* _Exercise_
Go through the entries and transcribe each one exactly, dropping the pictures.
• • • • • • •
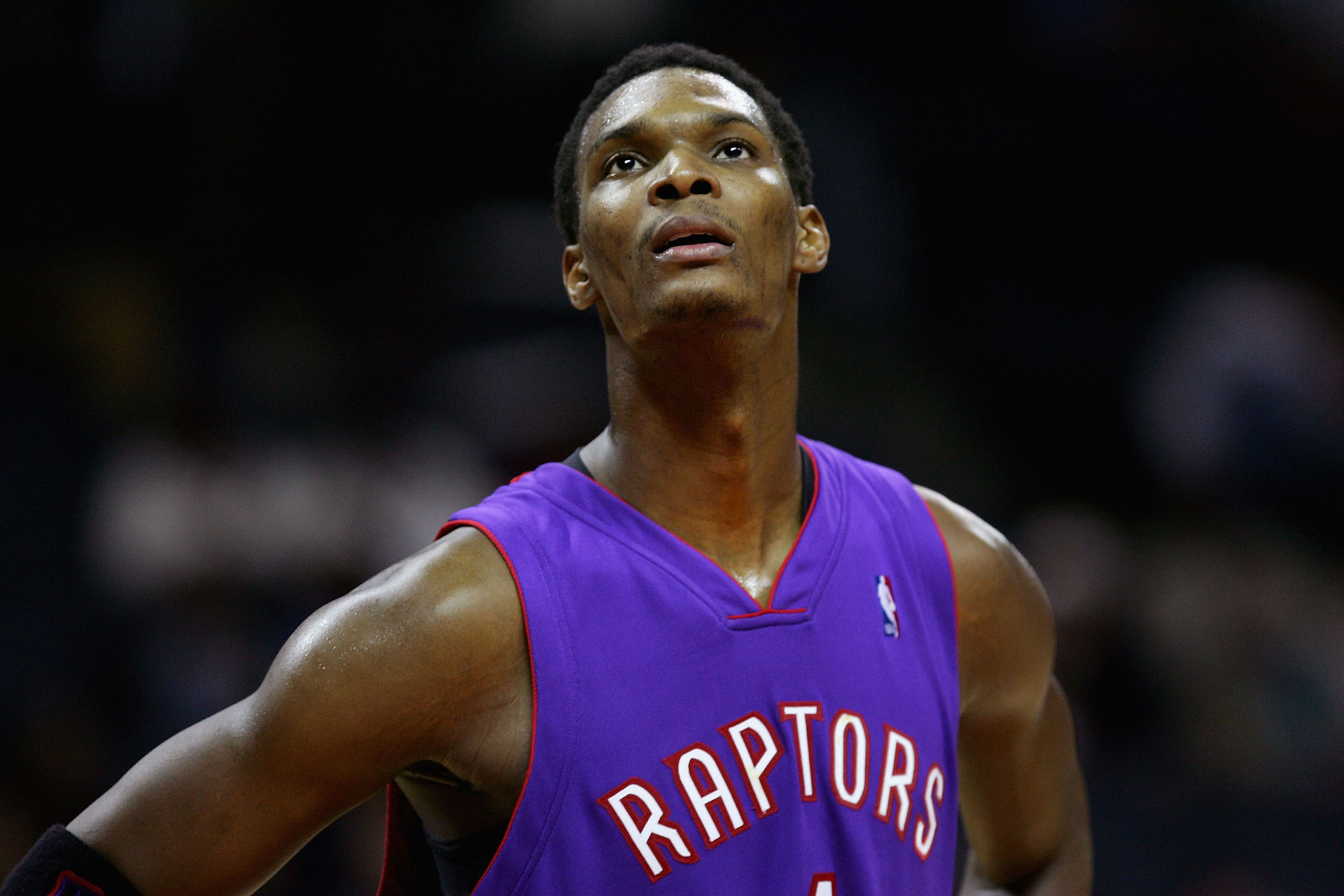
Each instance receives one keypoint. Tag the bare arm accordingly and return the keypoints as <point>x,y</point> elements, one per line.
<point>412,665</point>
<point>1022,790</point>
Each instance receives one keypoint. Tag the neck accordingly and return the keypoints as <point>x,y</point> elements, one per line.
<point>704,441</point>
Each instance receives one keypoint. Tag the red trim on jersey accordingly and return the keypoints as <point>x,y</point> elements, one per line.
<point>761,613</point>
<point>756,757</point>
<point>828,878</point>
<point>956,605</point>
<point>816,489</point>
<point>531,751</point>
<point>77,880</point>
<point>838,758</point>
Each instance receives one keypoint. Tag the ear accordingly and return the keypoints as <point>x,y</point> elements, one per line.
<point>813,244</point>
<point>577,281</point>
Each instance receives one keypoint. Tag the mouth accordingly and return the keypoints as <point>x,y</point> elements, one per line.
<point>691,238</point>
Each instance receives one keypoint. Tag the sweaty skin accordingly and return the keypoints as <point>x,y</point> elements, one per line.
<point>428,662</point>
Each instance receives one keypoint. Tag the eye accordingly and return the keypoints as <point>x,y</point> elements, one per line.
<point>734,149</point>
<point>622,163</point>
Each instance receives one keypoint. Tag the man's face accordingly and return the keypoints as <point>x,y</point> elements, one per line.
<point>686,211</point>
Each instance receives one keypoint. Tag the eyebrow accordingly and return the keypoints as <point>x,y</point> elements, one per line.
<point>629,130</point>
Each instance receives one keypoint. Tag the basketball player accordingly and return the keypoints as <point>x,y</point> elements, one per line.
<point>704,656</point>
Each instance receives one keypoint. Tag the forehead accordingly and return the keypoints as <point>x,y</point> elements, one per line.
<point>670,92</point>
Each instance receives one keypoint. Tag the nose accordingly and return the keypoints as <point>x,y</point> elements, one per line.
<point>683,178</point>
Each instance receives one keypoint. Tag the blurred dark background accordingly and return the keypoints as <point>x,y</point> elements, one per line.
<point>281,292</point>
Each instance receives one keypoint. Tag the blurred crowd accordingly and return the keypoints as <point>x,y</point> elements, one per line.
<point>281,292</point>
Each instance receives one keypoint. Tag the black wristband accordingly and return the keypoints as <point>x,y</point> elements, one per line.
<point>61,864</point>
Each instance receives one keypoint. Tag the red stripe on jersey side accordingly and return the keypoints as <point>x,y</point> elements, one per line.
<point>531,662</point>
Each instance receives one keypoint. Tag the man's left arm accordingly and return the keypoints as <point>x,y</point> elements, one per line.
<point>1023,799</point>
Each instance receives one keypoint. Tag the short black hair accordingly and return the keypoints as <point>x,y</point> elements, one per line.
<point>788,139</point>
• • • • • • •
* _Completed exercise_
Each instance receives one keypoint. Tag the bare arm accordingly and return the keypoints as <point>x,y</point> elements, one per line.
<point>412,665</point>
<point>1022,790</point>
Each instance receives one keypoint. Tag the neck accordingly and return the keypoints as <point>x,y</point> elements, one per line.
<point>704,441</point>
Each instance receives one keypoint. Tag the red trim on jersey accordingly and return the keypoints as <point>x,y</point> elements, one per line.
<point>761,613</point>
<point>756,757</point>
<point>828,878</point>
<point>956,605</point>
<point>816,489</point>
<point>531,751</point>
<point>77,880</point>
<point>838,758</point>
Each instance receives one keypoint. Tag the ear accordingly and return the keypoints as <point>x,y</point> elements, one per line.
<point>813,244</point>
<point>577,281</point>
Each instance receives one keypoint. Tag the mouth accordingly and return the keypoints as <point>x,y</point> elements, one per line.
<point>691,238</point>
Each instance receives one keypoint. Tag the sweaty skin accordingly and return the keypoints as <point>x,y</point> elements, one per line.
<point>428,662</point>
Each instance receives one keypoint. Tag the eye accordingly and return the keypoints as <point>x,y</point> elements, one per line.
<point>734,149</point>
<point>622,163</point>
Each instance receives one keypoint. Tag the man's face accordingly and return the keypoints as <point>x,y</point> elements, one per line.
<point>686,211</point>
Each instance receives one keypoint. Tag the eyebrow accordingly and return the keypoints as <point>x,y</point> elements, one per line.
<point>629,130</point>
Each instance receives one keypoint. Tag the basketball player accordingly and return the keypoints as <point>x,y</point> elements, one per line.
<point>704,656</point>
Each instance receives one keypoint. Tag the forehead accordingly and return the keypoints as <point>x,y</point> elements, one per line.
<point>670,92</point>
Each instance receives one keypoint. Tag the nose accordingly and return the keypoints as <point>x,y</point> elements, one per line.
<point>683,178</point>
Each instance receives one keypoint. Tag the blurred dark background accordingly and return the keypoints as <point>x,y</point> elements, one per line.
<point>281,292</point>
Each instance receives one keypoint. Tag the blurred crowd accordingly and return the keypoints as <point>x,y</point> elements, one per line.
<point>281,292</point>
Each instance receives one keypoint. Tag the black wristband accordingly and return the keypoints as <point>x,y</point> elements, one per line.
<point>61,864</point>
Each instance receives one keypoint. Tag the red stripe on jersey side accordingly and return the keypoints as <point>x,y</point> elements, one per line.
<point>531,662</point>
Each instance receives one keypoint. Tag the man's left arm accordingly and return the keypoints as <point>x,y</point> elements, one per line.
<point>1023,799</point>
Each instance receives one keypoint. Tag the short black hair accordingly and return the keypoints as <point>x,y</point> elements, one per line.
<point>788,139</point>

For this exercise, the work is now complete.